• **MATERIAL FOR THIS EXERCISE**
========================
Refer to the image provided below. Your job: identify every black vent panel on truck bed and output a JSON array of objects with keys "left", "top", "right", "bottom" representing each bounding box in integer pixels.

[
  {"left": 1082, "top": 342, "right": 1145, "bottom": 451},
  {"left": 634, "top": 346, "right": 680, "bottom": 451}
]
========================
• **AIM OF THE TASK**
Extract each line from the records above that contains the string "left".

• **FINISHED ANSWER**
Refer to the image provided below. Your job: identify every black vent panel on truck bed and output a JSON array of objects with keys "left", "top", "right", "bottom" representing each bounding box in integer pixels.
  {"left": 1082, "top": 342, "right": 1145, "bottom": 451},
  {"left": 634, "top": 346, "right": 680, "bottom": 451}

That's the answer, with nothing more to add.